Task prompt - Each record must appear in the answer exactly as given.

Data to use -

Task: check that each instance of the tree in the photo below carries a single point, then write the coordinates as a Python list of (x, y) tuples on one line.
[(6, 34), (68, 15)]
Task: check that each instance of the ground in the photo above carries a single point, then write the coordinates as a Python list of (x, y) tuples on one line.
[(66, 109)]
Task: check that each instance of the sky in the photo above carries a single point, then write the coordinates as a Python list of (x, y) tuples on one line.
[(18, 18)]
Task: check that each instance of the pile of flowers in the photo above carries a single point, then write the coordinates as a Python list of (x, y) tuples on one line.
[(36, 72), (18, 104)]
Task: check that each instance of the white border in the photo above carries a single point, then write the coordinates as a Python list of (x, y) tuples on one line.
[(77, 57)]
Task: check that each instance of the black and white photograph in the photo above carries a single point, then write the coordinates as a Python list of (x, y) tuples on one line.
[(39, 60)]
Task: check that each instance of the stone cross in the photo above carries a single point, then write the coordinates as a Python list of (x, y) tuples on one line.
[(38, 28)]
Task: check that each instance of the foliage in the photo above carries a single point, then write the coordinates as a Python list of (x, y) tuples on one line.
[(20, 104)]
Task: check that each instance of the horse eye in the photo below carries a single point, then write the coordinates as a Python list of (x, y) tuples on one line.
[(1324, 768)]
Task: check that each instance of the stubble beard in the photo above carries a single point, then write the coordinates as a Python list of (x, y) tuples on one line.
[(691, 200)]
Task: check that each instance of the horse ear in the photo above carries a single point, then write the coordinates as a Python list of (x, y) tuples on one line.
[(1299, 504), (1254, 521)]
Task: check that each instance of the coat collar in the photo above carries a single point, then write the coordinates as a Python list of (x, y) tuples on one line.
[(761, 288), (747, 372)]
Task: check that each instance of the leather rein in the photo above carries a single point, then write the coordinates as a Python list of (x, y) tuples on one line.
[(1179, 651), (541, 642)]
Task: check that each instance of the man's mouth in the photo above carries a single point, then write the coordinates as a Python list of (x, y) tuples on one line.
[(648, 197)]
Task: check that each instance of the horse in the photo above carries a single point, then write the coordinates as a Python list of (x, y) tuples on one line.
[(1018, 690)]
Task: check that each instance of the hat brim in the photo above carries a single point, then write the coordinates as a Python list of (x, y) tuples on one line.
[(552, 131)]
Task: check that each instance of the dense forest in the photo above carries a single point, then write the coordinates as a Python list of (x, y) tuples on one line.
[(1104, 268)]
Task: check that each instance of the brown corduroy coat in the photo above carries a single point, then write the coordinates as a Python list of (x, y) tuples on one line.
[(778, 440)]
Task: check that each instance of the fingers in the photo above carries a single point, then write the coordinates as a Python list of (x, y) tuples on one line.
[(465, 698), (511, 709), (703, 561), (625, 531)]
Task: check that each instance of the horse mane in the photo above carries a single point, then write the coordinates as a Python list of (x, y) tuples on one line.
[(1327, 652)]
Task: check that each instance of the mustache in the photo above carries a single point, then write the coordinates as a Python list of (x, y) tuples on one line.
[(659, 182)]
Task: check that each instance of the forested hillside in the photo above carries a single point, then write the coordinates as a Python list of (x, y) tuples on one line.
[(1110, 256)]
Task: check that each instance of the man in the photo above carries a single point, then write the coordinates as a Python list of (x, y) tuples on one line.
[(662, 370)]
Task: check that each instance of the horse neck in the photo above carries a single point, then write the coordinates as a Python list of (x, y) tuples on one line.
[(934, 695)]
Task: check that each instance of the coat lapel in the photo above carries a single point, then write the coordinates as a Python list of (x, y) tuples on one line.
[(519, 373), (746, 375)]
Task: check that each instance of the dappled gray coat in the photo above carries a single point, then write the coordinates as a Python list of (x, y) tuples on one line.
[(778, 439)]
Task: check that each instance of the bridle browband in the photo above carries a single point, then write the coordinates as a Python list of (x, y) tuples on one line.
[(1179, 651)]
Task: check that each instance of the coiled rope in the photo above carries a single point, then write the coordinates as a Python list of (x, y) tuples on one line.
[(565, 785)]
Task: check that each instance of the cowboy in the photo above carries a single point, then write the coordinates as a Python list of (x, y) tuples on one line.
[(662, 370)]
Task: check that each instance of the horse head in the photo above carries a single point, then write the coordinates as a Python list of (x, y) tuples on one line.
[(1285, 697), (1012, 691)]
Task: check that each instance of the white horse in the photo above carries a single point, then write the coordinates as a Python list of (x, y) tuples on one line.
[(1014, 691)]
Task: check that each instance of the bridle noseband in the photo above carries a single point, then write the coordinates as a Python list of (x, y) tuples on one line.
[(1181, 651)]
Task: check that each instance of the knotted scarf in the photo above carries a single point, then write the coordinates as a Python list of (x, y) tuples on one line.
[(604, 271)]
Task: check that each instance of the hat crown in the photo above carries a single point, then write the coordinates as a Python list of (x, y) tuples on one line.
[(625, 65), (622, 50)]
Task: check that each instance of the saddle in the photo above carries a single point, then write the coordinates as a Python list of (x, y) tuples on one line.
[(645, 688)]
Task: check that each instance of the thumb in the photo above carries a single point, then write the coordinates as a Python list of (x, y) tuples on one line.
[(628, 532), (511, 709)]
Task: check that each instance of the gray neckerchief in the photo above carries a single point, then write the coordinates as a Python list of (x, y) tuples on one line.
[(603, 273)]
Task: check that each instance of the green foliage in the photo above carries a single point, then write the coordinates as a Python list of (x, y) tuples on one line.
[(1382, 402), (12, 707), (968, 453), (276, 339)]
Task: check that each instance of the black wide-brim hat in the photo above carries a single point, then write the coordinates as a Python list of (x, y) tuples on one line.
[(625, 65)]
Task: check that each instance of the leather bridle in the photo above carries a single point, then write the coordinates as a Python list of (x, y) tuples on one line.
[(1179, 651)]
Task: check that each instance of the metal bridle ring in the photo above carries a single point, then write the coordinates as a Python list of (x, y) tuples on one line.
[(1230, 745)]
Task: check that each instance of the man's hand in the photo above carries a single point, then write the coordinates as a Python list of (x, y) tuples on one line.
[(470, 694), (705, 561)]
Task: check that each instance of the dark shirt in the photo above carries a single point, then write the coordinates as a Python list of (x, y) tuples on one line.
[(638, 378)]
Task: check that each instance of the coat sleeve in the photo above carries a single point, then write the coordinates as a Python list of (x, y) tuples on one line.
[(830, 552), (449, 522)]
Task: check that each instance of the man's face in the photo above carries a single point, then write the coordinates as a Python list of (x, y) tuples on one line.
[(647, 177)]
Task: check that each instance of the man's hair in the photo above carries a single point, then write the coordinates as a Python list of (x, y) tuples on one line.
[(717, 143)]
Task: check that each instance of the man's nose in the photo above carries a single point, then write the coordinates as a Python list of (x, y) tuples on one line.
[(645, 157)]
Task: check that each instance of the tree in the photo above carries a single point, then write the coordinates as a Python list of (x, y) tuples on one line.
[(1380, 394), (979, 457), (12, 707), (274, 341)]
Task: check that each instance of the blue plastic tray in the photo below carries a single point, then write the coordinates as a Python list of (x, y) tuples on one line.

Solution for this exercise -
Task: check that each instance of the tree in the photo below carries a single point, then write the coordinates as a Python list of (x, y) tuples on one line.
[(6, 34), (68, 15)]
Task: check that each instance of the ground in the photo above carries a single point, then write the coordinates as a Python list of (x, y) tuples on one line.
[(66, 109)]
Task: check that each instance of the sky in the photo above carries a single point, then write the coordinates as a Python list of (x, y) tuples on one line.
[(18, 18)]
Task: check that each instance of the pile of flowers in the photo above carries a single point, then write the coordinates as a Python list of (x, y) tuples on one line.
[(36, 72), (18, 104)]
Task: check that each instance of the white border in the photo above carries a single point, then write the coordinates as a Python list of (x, y) tuples on one line.
[(77, 57)]
Task: check that each instance of the black and white photograph in the photo above carries a single point, then write the coordinates as a Python list of (x, y) tuples on one line.
[(39, 60)]
Task: check that each instance of the stone cross in the photo above carries a single point, then write the coordinates as a Python list of (x, y) tuples on one line.
[(38, 28)]
Task: check that each instance of the foliage in the photo above carries a single point, then write the coordinates as a Python list of (x, y) tuples on one line.
[(20, 104)]
Task: check that each instance of the horse eye in the photo below carries a single point, then write the coordinates as a Python list of (x, y) tuples on one line.
[(1324, 768)]
Task: check that each instance of the stubble beard in the photo above carries a single point, then write the coordinates as a Python list of (x, y) tuples on one line.
[(691, 200)]
Task: check that each instance of the horse ear in the photo above carries a single point, then write the coordinates as a Python list of (x, y) tuples on one line.
[(1299, 504), (1254, 521)]
Task: check that each instance of the coat collar in the photo above carries a single point, then write the coordinates as a Python list of (x, y) tuples on one line.
[(761, 288), (747, 372)]
Task: check that each instance of the leather rein in the photo above carries a single point, then write the coordinates as a Python list of (x, y) tuples on one line.
[(1179, 651), (541, 642)]
Task: check that each instance of the man's mouth in the photo above carries a single point, then write the coordinates as a Python list of (x, y) tuples on one line.
[(648, 197)]
Task: check that each instance of the horse in the photo above carries a single point, then write the coordinates as a Python list of (x, y) tuples on one line.
[(1018, 690)]
Task: check that each instance of the hat brim in the photo above carries a single point, then write the coordinates as a Python list of (x, y) tuples on one line.
[(552, 131)]
Task: check that each instance of the dense forest in the photo above carries a single point, then write the coordinates as a Python list of (x, y) tuples on one line.
[(1104, 268)]
Task: check that each instance of the brown corduroy coat in the photo above carries a single point, then write the coordinates as a Python list of (x, y) tuples on one line.
[(778, 440)]
Task: check that each instance of the fingers in the photo above carries a single point, then write the coordinates as a Python list of (x, y) tuples on one line.
[(465, 698), (511, 709), (703, 561), (625, 531)]
Task: check that each instance of the horse mane in the photo above carries a single point, then write the coordinates as a Python list of (x, y) tuples on one line.
[(1327, 652)]
Task: check that each instance of the mustache in the photo above carries a single point, then write the coordinates as a Python list of (x, y) tuples on one line.
[(659, 182)]
Task: check that each instance of the forested hillside in the photo above carries a single point, then write the coordinates as a Python list of (x, y) tuples on one line.
[(1110, 256)]
Task: check that each instance of the man in the photo above carries a single point, then write the coordinates as a Python list of (x, y) tuples on one line.
[(662, 370)]
Task: check that each instance of the horse neck in the photo above carries a single point, then write the coordinates as a Python list of (x, y) tuples on one line.
[(934, 695)]
Task: check that each instance of the coat lapel in the photo above carries a single point, then write the coordinates as a Python list of (x, y) tuples on one line.
[(519, 373), (746, 375)]
Task: check that each instance of the dappled gray coat in the photo above carries a single point, then write the coordinates as a Python list of (x, y) tuples on one line.
[(778, 439)]
Task: check that each instance of the bridle browband in the photo above carries a single point, then write the coordinates as a Python list of (x, y) tuples on one line.
[(1179, 651)]
Task: check that each instance of the coiled rope in the photo above carries a single point, then write the coordinates as a Python list of (x, y) tuples on one line.
[(565, 785)]
Task: check that each instance of the cowboy in the photo above carries a single point, then write the coordinates as a Python list of (x, y) tuples on one line.
[(662, 370)]
Task: check that each instance of the horse head in the photo above carries a single point, then write the coordinates as a Python list of (x, y) tuples on one line.
[(1285, 697), (1012, 691)]
Task: check that each instance of the white horse in the photo above carries a single point, then write the coordinates as a Python list of (x, y) tuples on one line.
[(1014, 691)]
Task: check that each instance of the bridle noseband in the photo above carries a single point, then write the coordinates as a Python list of (x, y) tuples on one line.
[(1181, 651)]
Task: check that each instance of the knotted scarf in the photo above carries a single point, then write the coordinates as a Python list of (x, y) tuples on one line.
[(604, 271)]
Task: check that each instance of the hat crown in the photo above carries a single point, then write the coordinates as a Python list of (x, y) tuples on one line.
[(625, 65), (622, 50)]
Task: check that each instance of the saddle in the photo above carries a single point, then write the coordinates as a Python list of (x, y) tuples on one line.
[(645, 688)]
Task: check that each instance of the thumb in the photo above carries a single point, then write the coordinates as a Python list of (x, y) tuples on one line.
[(628, 532), (511, 709)]
Task: check that each instance of the gray neckerchief in the photo above carries a single point, then write the coordinates as a Python list of (x, y) tuples on one line.
[(603, 273)]
Task: check that each instance of the green foliage in the photo above carries a single point, then write the coordinates as a Python list of (x, y) tuples on one line.
[(1382, 402), (12, 707), (968, 453), (276, 339)]
Task: check that each instance of the black wide-brim hat in the photo above carries a single point, then write the coordinates as a Python list of (x, y) tuples on one line.
[(625, 65)]
Task: check that each instance of the leather bridle in the photo above carries a single point, then write the coordinates as a Python list of (x, y) tuples on one line.
[(1179, 651)]
Task: check that each instance of the metal bridle ring in the photo above carries a single point, then write the coordinates as a Python list of (x, y) tuples on one line.
[(1230, 745)]
Task: check that each instance of the man's hand in the photo above carries a single point, then write the coordinates as a Python list of (x, y) tuples on one line.
[(470, 694), (705, 561)]
Task: check that each instance of the dark shirt in the photo above carries a single point, then write the coordinates as a Python list of (x, y) tuples on one line.
[(638, 378)]
Task: check that each instance of the coat sleeve in the photo above carries a single point, then write the coordinates as a Python list of (x, y) tuples on one line.
[(830, 552), (449, 522)]
Task: check that each instance of the man's face in the photo above carries a single point, then write the coordinates as a Python list of (x, y) tuples on one line.
[(647, 177)]
Task: check that each instance of the man's hair in the photo above carries a single point, then write the coordinates as a Python list of (x, y) tuples on one line.
[(717, 143)]
Task: check that each instance of the man's nose in the photo above carries a single point, then write the coordinates as a Python list of (x, y) tuples on one line.
[(645, 157)]
Task: check that each instance of the tree in the photo above carries a single point, then write the coordinates as a Python list of (x, y) tuples on one line.
[(1380, 394), (979, 457), (12, 707), (274, 341)]
Task: check that each instance of the blue plastic tray in the photo below carries a single point, then write the coordinates as a Python list of (x, y) tuples on one line.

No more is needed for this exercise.